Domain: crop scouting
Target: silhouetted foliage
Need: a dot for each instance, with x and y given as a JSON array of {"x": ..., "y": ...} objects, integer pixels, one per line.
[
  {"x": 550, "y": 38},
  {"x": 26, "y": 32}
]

> Requirement
However many lines the data holds, return each one exactly.

> Expected answer
Domain: crop scouting
Target: silhouetted foliage
Need: a dot for each instance, with x and y given as a JSON array of {"x": ..., "y": ...} objects, integer pixels, one per line.
[
  {"x": 550, "y": 38},
  {"x": 26, "y": 32}
]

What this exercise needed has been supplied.